WORK TO BE COMPLETED >> In the listing below, find each line with the string "rocky" and return it.

DATA TO EXAMINE >>

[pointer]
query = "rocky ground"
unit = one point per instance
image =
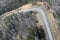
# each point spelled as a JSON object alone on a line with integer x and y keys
{"x": 20, "y": 26}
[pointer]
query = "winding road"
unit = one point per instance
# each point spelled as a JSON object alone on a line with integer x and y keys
{"x": 42, "y": 12}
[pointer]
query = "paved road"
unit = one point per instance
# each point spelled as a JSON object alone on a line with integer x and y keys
{"x": 43, "y": 13}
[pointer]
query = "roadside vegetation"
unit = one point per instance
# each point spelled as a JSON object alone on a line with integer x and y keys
{"x": 13, "y": 4}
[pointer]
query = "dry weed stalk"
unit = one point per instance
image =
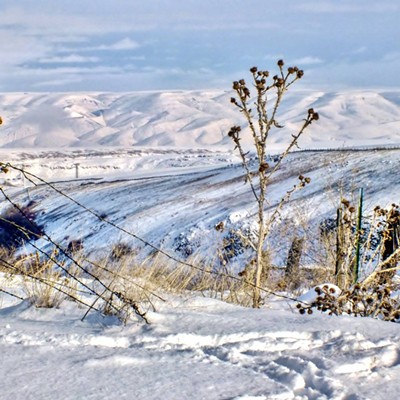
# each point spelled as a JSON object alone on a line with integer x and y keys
{"x": 260, "y": 125}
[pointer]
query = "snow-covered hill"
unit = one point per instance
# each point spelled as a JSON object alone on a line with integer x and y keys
{"x": 190, "y": 119}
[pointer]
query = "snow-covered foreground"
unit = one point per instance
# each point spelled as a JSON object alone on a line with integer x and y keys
{"x": 196, "y": 348}
{"x": 173, "y": 195}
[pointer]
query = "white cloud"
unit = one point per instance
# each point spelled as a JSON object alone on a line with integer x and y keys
{"x": 72, "y": 58}
{"x": 308, "y": 60}
{"x": 124, "y": 44}
{"x": 336, "y": 6}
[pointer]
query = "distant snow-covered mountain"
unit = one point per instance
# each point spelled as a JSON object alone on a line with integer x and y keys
{"x": 190, "y": 119}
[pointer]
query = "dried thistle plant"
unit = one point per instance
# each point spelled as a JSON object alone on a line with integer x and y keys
{"x": 268, "y": 97}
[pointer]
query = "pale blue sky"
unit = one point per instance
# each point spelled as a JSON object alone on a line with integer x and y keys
{"x": 130, "y": 45}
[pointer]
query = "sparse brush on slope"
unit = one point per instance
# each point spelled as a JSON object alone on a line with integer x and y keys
{"x": 260, "y": 124}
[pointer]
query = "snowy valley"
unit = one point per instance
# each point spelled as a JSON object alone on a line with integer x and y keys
{"x": 160, "y": 166}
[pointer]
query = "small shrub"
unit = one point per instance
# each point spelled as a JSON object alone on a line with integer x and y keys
{"x": 375, "y": 300}
{"x": 16, "y": 228}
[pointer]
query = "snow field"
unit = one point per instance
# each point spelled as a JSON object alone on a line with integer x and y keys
{"x": 197, "y": 348}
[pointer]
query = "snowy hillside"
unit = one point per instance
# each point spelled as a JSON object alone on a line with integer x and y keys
{"x": 160, "y": 166}
{"x": 174, "y": 199}
{"x": 192, "y": 119}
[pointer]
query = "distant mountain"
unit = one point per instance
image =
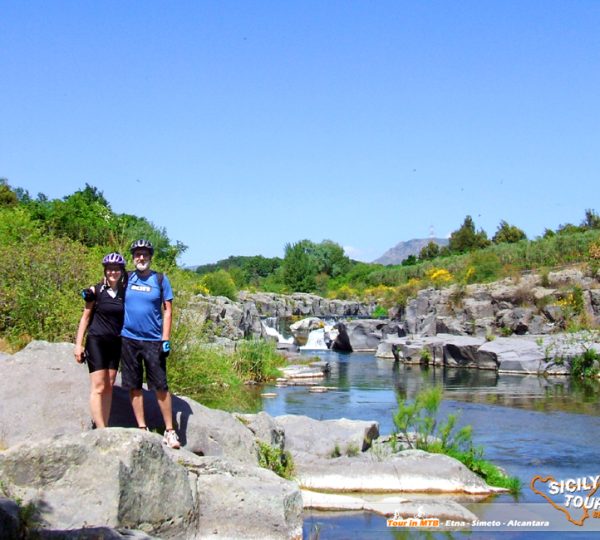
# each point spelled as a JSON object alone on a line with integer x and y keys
{"x": 402, "y": 250}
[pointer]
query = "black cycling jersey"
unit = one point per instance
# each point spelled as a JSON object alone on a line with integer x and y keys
{"x": 107, "y": 319}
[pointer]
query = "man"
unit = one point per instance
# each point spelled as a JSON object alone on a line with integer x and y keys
{"x": 146, "y": 334}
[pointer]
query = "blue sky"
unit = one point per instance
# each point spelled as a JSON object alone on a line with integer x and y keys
{"x": 240, "y": 126}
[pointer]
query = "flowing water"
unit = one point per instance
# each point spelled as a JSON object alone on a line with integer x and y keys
{"x": 528, "y": 425}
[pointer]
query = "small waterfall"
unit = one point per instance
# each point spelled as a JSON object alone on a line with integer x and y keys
{"x": 316, "y": 341}
{"x": 270, "y": 327}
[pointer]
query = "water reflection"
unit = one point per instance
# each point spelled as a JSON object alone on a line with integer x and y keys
{"x": 528, "y": 425}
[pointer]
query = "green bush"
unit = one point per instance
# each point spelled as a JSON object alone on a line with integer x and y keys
{"x": 585, "y": 365}
{"x": 220, "y": 283}
{"x": 257, "y": 360}
{"x": 418, "y": 421}
{"x": 276, "y": 460}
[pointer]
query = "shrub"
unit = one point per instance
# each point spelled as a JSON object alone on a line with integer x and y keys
{"x": 439, "y": 277}
{"x": 276, "y": 460}
{"x": 220, "y": 283}
{"x": 420, "y": 418}
{"x": 257, "y": 360}
{"x": 585, "y": 365}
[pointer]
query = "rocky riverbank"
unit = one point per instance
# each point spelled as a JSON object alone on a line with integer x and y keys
{"x": 527, "y": 305}
{"x": 118, "y": 480}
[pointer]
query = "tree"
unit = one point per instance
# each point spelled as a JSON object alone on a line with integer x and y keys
{"x": 220, "y": 283}
{"x": 7, "y": 196}
{"x": 430, "y": 251}
{"x": 508, "y": 234}
{"x": 592, "y": 220}
{"x": 467, "y": 239}
{"x": 329, "y": 258}
{"x": 299, "y": 267}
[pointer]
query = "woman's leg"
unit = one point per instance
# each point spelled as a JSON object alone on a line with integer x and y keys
{"x": 100, "y": 396}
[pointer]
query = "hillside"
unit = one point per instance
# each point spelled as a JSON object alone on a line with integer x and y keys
{"x": 402, "y": 250}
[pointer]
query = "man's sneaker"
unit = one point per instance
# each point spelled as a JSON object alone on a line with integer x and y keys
{"x": 171, "y": 439}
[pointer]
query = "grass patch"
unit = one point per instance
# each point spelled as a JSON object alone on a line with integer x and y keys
{"x": 276, "y": 460}
{"x": 417, "y": 422}
{"x": 215, "y": 377}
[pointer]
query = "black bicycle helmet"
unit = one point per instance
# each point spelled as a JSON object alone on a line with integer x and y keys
{"x": 142, "y": 244}
{"x": 114, "y": 258}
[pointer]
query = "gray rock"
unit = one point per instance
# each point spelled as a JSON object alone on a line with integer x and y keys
{"x": 461, "y": 351}
{"x": 48, "y": 393}
{"x": 95, "y": 533}
{"x": 302, "y": 328}
{"x": 264, "y": 428}
{"x": 408, "y": 471}
{"x": 365, "y": 334}
{"x": 211, "y": 432}
{"x": 517, "y": 320}
{"x": 9, "y": 519}
{"x": 237, "y": 501}
{"x": 321, "y": 437}
{"x": 478, "y": 309}
{"x": 513, "y": 355}
{"x": 107, "y": 477}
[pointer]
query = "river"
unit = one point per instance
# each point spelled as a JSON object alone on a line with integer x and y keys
{"x": 527, "y": 425}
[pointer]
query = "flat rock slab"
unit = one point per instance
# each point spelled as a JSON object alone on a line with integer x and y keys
{"x": 322, "y": 437}
{"x": 438, "y": 507}
{"x": 44, "y": 392}
{"x": 408, "y": 471}
{"x": 302, "y": 372}
{"x": 237, "y": 501}
{"x": 107, "y": 477}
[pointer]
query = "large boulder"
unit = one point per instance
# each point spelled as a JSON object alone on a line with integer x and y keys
{"x": 365, "y": 334}
{"x": 9, "y": 519}
{"x": 322, "y": 437}
{"x": 44, "y": 393}
{"x": 264, "y": 428}
{"x": 236, "y": 501}
{"x": 127, "y": 478}
{"x": 111, "y": 477}
{"x": 57, "y": 398}
{"x": 462, "y": 351}
{"x": 407, "y": 471}
{"x": 513, "y": 355}
{"x": 341, "y": 343}
{"x": 302, "y": 328}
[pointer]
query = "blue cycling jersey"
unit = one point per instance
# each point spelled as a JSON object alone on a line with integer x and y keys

YOUR RESPONSE >>
query = "rocky ground"
query = "rocky riverbank"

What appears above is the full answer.